Using the entries below, output exactly the lines from the one containing "Query: overcast sky" through the final line, both included, and no others.

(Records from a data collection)
-------

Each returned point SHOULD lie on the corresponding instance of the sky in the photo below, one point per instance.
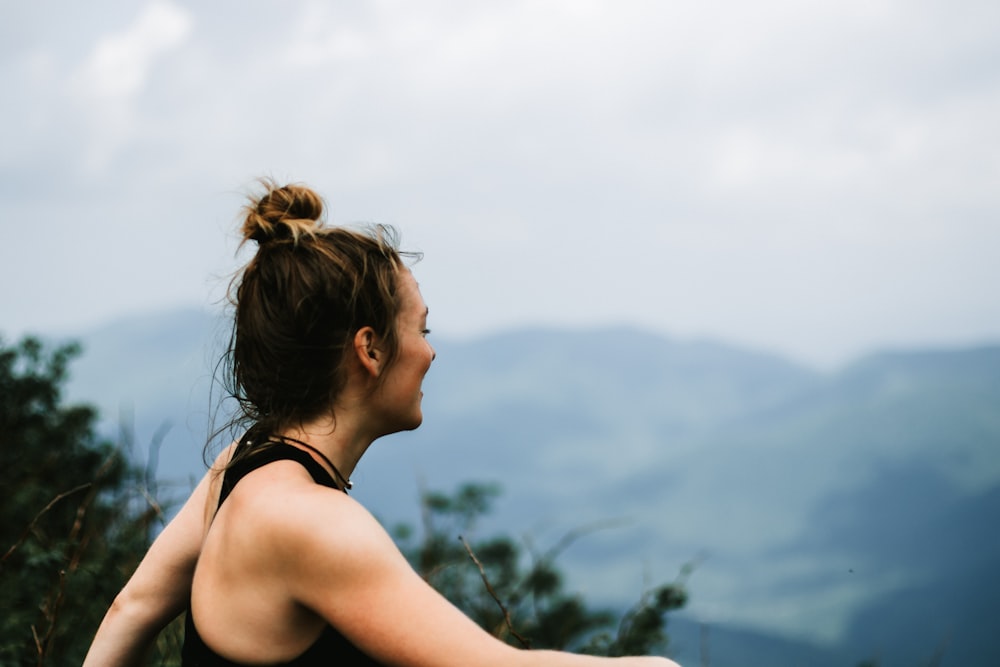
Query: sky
(816, 179)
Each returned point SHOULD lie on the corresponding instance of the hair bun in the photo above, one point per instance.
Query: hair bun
(282, 213)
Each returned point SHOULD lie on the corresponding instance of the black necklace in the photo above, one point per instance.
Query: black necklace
(343, 481)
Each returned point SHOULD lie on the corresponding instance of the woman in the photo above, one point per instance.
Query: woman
(273, 561)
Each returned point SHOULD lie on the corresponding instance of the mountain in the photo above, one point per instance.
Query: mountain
(848, 515)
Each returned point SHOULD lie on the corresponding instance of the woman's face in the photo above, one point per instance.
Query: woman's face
(400, 392)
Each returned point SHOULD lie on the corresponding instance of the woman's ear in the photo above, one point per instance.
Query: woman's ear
(367, 351)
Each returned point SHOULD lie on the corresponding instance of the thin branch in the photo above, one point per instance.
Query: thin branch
(31, 526)
(489, 588)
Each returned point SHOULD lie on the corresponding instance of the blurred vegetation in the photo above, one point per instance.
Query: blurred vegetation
(78, 515)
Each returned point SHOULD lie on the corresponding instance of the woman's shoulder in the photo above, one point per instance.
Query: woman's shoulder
(298, 516)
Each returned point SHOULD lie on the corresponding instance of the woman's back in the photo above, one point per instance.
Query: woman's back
(241, 609)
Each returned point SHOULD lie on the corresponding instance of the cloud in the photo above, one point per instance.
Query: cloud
(120, 63)
(116, 72)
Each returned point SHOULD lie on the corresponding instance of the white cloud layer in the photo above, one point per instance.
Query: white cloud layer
(815, 178)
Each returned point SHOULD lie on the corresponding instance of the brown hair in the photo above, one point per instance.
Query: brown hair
(298, 304)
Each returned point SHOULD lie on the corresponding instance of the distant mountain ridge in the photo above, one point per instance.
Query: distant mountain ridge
(822, 505)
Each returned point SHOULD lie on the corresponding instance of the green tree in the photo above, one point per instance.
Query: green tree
(73, 522)
(517, 593)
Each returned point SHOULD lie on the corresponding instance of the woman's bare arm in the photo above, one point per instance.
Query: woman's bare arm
(359, 582)
(160, 587)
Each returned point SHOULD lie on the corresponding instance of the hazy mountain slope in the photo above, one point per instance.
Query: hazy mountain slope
(814, 503)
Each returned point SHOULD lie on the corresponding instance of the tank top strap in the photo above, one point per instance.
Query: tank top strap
(269, 453)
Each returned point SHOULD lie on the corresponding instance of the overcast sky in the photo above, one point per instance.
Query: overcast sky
(815, 178)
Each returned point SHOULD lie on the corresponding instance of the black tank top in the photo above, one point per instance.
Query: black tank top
(331, 647)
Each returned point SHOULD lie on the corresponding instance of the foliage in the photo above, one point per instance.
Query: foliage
(518, 594)
(77, 517)
(72, 524)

-------

_Answer section:_
Query: overcast sky
(815, 178)
Each returned point SHOULD lie on the corresponding instance of the black tank top in the photo above, one point per instance.
Query: black tank top
(331, 647)
Each returned point SHOULD lie on the corresponding instance of the foliage in the photo above, one point per instance.
Query: foliage
(518, 594)
(77, 517)
(72, 524)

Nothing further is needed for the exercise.